## Text passage
┄┄┄┄┄┄

Here you will find information about graduate courses KMDI is offering this year, as well as a list of Affiliate Courses offered by collaborating units. These courses can count as electives for KMD Collaborative Program students.
The Collaborative Program Administrator works part-time and has office hours in the KMD CP Office (Room 310, 45 Willcocks). Please call 416.946.8515 or email program@kmdi.utoronto.ca if you would like to arrange an appointment.
Current KMDI Courses
We offer several courses in Knowledge Media Design, from fundamental concepts to practices in a variety of contexts. You can see an archive of previous course sessions with full course descriptions here.
Some of these KMD courses are co-listed with another collaborating unit. Students can enrol in either section of a co-listed course.
Current Course Offering: 2011/2012
- KMD1001 Fall 2011 (Sept-Dec)
- KMD1002 Winter 2012 (Jan-Apr)
- KMD2001 Fall 2011 (Sept-Dec)
- KMD2002 Winter 2012 (Jan-Apr)
- KMD2003 Winter 2012 (Jan-Apr)
- KMD2004 Summer 2011 (July - Aug)
KMD1001H F
Knowledge Media Design: Fundamental Concepts
2011 Course Description and Syllabus [PDF]
Knowledge media are systems incorporating computer and communications technology that enhance human thinking, creativity, communication, collaboration, and learning. Examples include the Web, email, instant messaging, blogging systems, knowledge management systems, digital libraries, collaborative virtual environments, video conferencing environments, and webcasting systems. This course reviews the emerging field of knowledge media design, and the use of digital media for communication, collaboration, and learning. The course includes topics in human-centred design; knowledge media technologies; social implications of knowledge media; examples and applications of knowledge media; and the future of knowledge media, and is organized via themes of design, media, and knowledge.

┄┄┄┄┄┄

## Stored data
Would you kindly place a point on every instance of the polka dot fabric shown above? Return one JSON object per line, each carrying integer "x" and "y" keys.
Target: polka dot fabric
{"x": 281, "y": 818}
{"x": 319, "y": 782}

┄┄┄┄┄┄

## Task directions
Carry on the text on KMDI graduate courses from the point at which it stops. The lines gathered here have no connection to the text on KMDI graduate courses.

## Reply to the task
KMD 1002H S
KMD1002H F Knowledge Media Design: Contexts and Practice
Instructor-of-Record: Peter Pennefather
Instructor: Karen Smith
Time: Tuesdays 6:00 p.m. - 9:00 p.m.
Start date: 10 January 2012
End Date: 10 April 2012
Location: Galbraith Building, Room 303
2012 Syllabus [PDF]
This course is a theme-based Pro-seminar course for KMD Collaborative Program students combining lectures, public seminars, and participation in online discussions. Students who successfully complete the course will receive a Credit on their transcript rather than a specific grade. If students outside of the KMD Collaborative Program would like to take the course, they require special permission from the course Instructor.
What are knowledge communities and how are their practices shifting in response to new media practices? This course addresses the past and current understanding of “persistent knowledge” that is defined by formal communities like school boards or graduate seminar courses, to less informal communities like fantasy sports or local folk music societies. We will consider the representations of such knowledge, its role within communities, and how it may be translated into new knowledge within and across community boundaries.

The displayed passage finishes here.